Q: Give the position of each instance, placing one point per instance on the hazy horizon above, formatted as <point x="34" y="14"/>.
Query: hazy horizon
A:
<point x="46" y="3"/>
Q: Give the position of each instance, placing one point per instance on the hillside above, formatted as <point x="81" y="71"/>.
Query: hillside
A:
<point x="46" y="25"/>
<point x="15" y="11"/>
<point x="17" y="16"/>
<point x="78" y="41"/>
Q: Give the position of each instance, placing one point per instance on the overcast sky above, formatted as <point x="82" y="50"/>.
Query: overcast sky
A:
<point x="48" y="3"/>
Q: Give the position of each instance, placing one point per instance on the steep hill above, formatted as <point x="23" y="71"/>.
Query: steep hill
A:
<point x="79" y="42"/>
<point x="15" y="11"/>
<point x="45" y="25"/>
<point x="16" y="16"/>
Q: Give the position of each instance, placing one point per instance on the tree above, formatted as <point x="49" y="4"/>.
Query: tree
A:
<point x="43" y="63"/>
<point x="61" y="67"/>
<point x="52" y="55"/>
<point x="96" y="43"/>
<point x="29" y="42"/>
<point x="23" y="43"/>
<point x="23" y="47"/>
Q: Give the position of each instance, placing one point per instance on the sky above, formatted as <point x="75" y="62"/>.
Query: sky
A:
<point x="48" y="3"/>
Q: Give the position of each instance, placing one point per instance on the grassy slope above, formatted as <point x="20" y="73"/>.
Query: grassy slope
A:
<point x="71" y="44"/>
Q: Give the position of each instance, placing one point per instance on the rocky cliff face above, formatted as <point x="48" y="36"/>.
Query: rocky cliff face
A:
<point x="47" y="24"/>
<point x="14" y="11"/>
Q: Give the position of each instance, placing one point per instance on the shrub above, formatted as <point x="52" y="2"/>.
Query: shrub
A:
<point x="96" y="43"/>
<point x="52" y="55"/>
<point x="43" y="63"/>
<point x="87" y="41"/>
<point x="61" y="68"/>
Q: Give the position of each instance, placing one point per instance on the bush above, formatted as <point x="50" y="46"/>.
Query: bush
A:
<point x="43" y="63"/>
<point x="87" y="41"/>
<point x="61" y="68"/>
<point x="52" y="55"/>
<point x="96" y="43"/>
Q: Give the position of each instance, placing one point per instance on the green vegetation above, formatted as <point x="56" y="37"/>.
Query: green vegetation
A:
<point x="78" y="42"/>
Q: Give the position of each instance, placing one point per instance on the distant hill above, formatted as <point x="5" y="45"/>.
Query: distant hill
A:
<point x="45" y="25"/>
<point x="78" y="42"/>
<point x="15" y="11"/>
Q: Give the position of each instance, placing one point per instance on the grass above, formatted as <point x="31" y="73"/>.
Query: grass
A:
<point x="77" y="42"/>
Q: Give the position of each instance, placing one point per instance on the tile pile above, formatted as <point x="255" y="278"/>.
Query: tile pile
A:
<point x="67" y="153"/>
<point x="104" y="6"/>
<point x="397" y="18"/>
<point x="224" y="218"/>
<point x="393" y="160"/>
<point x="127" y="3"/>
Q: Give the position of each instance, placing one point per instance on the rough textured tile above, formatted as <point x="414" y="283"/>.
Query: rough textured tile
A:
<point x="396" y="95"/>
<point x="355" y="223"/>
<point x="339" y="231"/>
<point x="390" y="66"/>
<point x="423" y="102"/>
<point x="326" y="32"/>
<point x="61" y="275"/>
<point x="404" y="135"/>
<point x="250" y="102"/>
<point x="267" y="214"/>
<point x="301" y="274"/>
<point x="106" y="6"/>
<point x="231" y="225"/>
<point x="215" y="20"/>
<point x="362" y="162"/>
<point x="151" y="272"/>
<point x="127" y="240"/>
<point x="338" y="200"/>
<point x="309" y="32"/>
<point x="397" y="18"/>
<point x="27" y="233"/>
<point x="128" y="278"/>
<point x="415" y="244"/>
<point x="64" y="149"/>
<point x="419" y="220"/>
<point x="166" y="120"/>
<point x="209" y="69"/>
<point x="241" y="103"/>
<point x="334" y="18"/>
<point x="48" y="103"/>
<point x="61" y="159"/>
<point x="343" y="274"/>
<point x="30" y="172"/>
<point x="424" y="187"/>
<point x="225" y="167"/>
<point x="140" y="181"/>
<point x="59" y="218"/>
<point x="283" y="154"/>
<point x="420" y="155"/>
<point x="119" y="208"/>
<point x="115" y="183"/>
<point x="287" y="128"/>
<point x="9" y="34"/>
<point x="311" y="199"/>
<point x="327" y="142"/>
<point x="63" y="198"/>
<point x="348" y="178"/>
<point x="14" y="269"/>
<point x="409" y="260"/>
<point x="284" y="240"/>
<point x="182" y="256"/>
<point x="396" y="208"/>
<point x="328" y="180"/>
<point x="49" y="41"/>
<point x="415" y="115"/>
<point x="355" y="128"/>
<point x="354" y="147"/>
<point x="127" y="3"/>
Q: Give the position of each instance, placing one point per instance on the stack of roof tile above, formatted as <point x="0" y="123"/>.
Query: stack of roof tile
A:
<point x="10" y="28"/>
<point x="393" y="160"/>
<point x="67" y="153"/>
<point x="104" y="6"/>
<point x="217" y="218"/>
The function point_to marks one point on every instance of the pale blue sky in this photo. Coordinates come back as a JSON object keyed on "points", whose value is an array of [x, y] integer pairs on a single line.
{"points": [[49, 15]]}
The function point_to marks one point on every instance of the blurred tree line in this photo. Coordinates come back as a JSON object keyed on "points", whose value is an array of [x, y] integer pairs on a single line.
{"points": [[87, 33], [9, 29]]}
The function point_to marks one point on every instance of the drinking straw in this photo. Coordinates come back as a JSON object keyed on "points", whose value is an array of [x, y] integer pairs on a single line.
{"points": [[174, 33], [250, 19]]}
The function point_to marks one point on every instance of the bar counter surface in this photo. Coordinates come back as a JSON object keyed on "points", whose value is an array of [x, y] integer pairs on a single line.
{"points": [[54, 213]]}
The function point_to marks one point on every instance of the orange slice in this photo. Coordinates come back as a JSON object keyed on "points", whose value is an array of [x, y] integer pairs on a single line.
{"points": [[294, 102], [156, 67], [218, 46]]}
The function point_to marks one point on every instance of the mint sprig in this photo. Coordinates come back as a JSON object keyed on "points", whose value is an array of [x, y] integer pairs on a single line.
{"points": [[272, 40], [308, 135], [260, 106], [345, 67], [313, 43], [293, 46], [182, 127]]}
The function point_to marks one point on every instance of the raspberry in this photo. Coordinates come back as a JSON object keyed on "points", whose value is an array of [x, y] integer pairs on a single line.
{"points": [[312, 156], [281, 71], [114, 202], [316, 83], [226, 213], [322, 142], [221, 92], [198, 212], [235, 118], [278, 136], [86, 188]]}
§ §
Reproduce everything from the line containing "of the blurred" down to the end of the material, replacing "mint sprig" with "basil sprig" and leaving all else unchanged.

- **The result**:
The function point_to marks one point on every instance of the blurred tree line in this photo. Coordinates come back as a JSON object keyed on "points", whose value is an array of [x, y] integer pairs on a single line.
{"points": [[87, 33], [9, 29]]}
The function point_to marks one point on every instance of the drinking straw in this photo. Coordinates come back as a JSON object keyed on "points", whose value is an array of [x, y] integer pairs on a single line.
{"points": [[174, 33], [250, 19]]}
The function point_to marks one point on every instance of the bar counter surface in this photo. Coordinates come back as a JSON object keyed on "points", whose value is an array of [x, y] integer pairs on a single line.
{"points": [[54, 213]]}
The function point_to marks one point on every instance of the orange slice in this photo. Coordinates come back as a JSON object keyed on "points", whose value is an array of [x, y] integer pairs on a single line.
{"points": [[294, 102], [156, 67], [218, 46]]}
The function point_to marks one point on every instance of the basil sprig in this photo. Coordinates come back as a JSON object keyed on "points", whose value is an array of [x, y] integer pairs on a single line.
{"points": [[272, 40], [308, 135], [260, 106], [345, 67], [313, 43], [293, 46], [182, 127]]}
The function point_to marks one point on every instance of the raspberry in this photo. Coordinates come back as a JSON object keyed on "points", whose value is an array of [x, y] integer pairs on a single line.
{"points": [[312, 156], [281, 71], [114, 202], [316, 83], [226, 213], [322, 142], [221, 92], [198, 212], [235, 118], [278, 136], [86, 188]]}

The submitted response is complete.